Point localization data:
"""

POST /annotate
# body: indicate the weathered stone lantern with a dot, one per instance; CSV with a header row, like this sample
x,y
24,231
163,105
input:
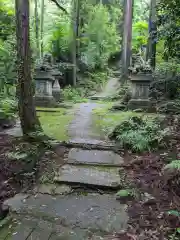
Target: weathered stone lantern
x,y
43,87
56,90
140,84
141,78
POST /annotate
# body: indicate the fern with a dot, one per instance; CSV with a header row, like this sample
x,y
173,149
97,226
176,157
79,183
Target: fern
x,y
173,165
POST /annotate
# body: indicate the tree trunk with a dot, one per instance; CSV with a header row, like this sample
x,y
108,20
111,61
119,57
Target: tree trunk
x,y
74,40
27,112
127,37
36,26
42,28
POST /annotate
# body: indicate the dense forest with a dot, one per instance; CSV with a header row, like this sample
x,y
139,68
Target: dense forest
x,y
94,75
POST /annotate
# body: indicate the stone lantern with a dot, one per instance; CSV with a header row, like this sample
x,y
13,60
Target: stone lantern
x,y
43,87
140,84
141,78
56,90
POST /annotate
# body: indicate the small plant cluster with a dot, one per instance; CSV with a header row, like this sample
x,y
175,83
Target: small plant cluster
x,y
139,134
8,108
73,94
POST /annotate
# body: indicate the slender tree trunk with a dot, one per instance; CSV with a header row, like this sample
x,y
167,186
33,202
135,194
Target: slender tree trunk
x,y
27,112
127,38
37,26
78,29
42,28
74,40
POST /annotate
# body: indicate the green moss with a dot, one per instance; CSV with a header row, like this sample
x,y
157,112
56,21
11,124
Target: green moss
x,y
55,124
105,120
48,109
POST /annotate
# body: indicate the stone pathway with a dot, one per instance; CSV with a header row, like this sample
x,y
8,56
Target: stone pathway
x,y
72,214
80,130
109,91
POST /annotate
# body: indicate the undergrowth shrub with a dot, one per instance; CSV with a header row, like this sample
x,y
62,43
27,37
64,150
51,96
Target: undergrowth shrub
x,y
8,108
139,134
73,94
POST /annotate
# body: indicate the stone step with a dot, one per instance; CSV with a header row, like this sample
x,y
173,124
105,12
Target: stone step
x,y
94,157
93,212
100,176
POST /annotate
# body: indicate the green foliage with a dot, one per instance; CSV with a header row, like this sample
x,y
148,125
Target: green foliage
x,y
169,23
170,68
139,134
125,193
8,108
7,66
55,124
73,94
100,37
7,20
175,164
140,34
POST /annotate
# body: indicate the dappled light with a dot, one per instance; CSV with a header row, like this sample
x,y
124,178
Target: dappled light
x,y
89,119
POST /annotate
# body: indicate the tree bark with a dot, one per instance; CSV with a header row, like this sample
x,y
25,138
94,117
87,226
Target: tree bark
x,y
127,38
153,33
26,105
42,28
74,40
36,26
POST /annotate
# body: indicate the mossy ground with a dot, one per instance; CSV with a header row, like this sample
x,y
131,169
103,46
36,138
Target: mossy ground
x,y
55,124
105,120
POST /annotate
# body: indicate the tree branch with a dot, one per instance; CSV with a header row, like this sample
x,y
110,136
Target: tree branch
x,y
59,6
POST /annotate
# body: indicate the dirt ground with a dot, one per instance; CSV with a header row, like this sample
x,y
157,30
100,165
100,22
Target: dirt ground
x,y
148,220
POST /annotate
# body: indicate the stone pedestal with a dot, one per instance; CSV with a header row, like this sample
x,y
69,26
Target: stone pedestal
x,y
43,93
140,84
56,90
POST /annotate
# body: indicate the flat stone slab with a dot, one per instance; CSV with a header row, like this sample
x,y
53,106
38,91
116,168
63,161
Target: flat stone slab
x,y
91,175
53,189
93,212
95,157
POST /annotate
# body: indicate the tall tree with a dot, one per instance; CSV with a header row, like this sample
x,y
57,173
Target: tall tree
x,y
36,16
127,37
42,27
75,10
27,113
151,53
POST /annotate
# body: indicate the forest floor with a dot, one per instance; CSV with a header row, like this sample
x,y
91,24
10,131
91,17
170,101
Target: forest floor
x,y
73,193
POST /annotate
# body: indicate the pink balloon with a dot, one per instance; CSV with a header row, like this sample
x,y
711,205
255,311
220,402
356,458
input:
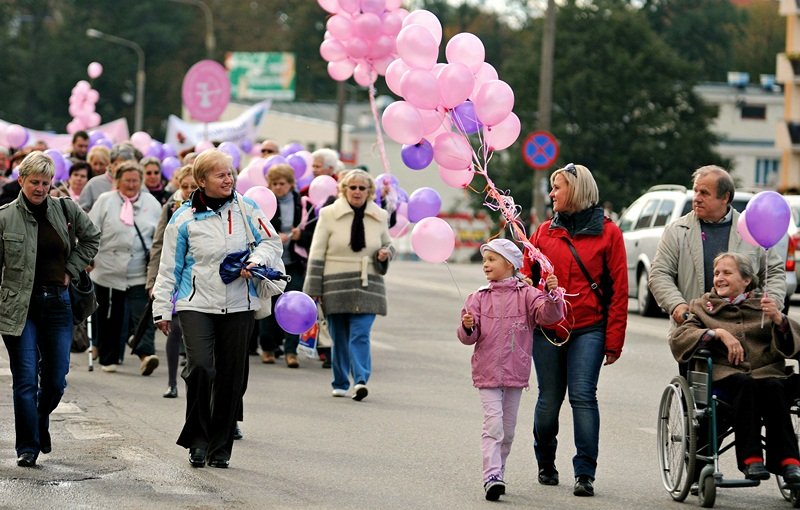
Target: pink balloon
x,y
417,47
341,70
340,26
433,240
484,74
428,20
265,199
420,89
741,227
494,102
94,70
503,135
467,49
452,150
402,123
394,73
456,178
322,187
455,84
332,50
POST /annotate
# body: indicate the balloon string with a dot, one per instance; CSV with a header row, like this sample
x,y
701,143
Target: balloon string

"""

Your task:
For the records above, state the number of lines that contain "string", and provide nothing further.

Exercise response:
2